§ What you have to do
Collect every line in the material below that contains the word "background", and copy each of those lines in full.

** start of Records for processing **

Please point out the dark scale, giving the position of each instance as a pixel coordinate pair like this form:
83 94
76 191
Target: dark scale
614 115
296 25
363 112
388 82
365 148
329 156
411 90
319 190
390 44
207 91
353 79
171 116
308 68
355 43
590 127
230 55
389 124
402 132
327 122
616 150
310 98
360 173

** end of Records for processing **
** start of Records for processing **

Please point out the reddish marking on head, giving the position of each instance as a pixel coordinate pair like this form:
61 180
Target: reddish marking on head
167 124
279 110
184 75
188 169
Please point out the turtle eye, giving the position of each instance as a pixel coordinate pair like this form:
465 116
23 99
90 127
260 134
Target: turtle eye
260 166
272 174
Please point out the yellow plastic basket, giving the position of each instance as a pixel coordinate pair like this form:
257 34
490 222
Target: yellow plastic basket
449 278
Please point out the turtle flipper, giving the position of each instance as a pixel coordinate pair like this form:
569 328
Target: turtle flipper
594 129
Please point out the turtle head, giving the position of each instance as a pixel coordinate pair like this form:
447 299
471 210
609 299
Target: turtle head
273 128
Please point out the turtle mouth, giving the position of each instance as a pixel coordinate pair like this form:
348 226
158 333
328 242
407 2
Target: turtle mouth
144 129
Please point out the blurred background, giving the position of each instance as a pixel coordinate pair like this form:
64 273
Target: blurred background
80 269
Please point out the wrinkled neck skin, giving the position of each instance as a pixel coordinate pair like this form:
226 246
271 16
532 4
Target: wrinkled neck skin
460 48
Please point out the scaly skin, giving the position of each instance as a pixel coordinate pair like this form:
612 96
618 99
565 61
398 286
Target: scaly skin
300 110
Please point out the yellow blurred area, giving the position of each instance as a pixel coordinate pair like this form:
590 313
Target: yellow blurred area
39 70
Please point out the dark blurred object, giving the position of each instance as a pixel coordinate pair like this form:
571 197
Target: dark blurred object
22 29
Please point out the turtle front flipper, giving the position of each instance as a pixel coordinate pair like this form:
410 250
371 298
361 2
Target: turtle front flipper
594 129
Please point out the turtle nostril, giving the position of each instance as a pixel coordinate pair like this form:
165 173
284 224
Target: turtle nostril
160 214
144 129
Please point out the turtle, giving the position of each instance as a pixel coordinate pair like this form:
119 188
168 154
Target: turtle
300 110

** end of Records for processing **

§ Solution to the exercise
Please point out the blurred background, giving the position of each instance as a pixel coordinate pair like this form:
Target: blurred background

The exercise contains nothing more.